- Selected text -

Ian McEwan's Amsterdam was something of a disappointment. It reminded me slightly of Iris Murdoch's The Sea, The Sea, with which I have a rocky relationship. The reviews I've seen complain about the plot, which is reasonable enough. Though the plot is not the point here, as with so much of the fiction I read: it is the characters, the conversations, ideas, the craftsmanship. It is well-written, not quite to the standard of Atonement, but good. Very much a 'booker prize novel'.

I picked up The Rights of Desire, André Brink, on [livejournal.com profile] withered_petals's recommendation, I think. Am I totally off with the name? A response to Coetzee's Disgrace, one of my favourite books. It's explicitly referenced, and alluded to throughout: I think of it as Brink's post-colonial vision, a reshaping of Coetzee's. The same relationship of middle-aged, bookish man and young, captivating girl. The story is interesting enough, but Brink does not quite get under the skin of his protagonist. And I don't think the distance was intentional.

While it is an interesting book, it did not sweep me off my feet like Disgrace did. There's something about it that puts me off. I'd love to write about it in an academic capacity, perhaps alongside Lolita as well as Disgrace. Or compare their post-colonial projects. I want to write a third book, alluding to both of theirs. But that's it. Oh, I did love the allusions. Very modernist, and absolutely lovely. There was one to Prufrock, 'time to wear my trousers rolled'.

- Exercise requirements -
• A. Name every author the reading notes mention by name.
• B. Pick up the reading notes after their last sentence and keep writing them.

- Collected material -
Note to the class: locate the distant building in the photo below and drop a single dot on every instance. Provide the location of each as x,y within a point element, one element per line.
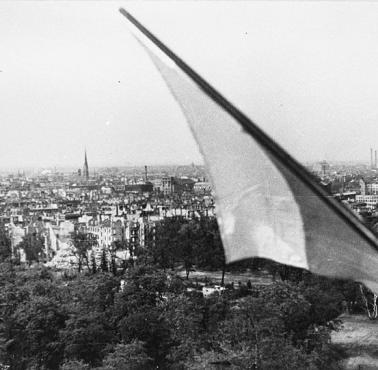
<point>371,200</point>
<point>85,167</point>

- Task-by-task outputs -
• A. Ian McEwan, Iris Murdoch, André Brink, Coetzee

• B.
* All Norwegians have a thing for the world outside: we speak of it with almost the same reverence afforded our GPs.
nirinia: (Hades)
There are 20 pages left of Coetzee's Summertime, and I'm somewhat underwhelmed. Continuing the fictional autobiography begun with Boyhood and Youth, it is the final installment. The series seems to be referred to as 'Scenes from Provincial Life'. Perfectly readable as a stand-alone piece, but I imagine it will make more sense if you have read the preceding two.

I call them fictional autobiographies, because, as Coetzee states explicitly in Summertime, he does not believe in recounting his life down to every minute, embarrassing detail. The frames are true, the pictures inside are of his own making. This is his life re-imagined to fit the persona J.M. Coetzee.

It's not a novel, per se, it's a collection of transcribed interviews, conducted by a nameless biographer. Concerning Coetzee, after his (imagined) death. An interesting concept in an of itself, it's well done and well written. The characters well-wrought, and what we see of them engaging. It is all dialogue, so we get a fairly clear picture of the people speaking.

This is not a new Coetzee novel in the vain of Disgrace, not even Foe. And I made a mistake expecting it to be one, that might account for my disappointment. Not a novel, but a reflection on identity. On how multifaceted our identities are: disparaging images of one person, dependent on the seer and the events during which they met him. Adding to the five characters' statements, is the fact that we know very little of Coetzee. We know his persona, what little of it he wishes to show us. We own it, him, for we have a joint-ownership of all public people. Everyone except the condemned can know all about him.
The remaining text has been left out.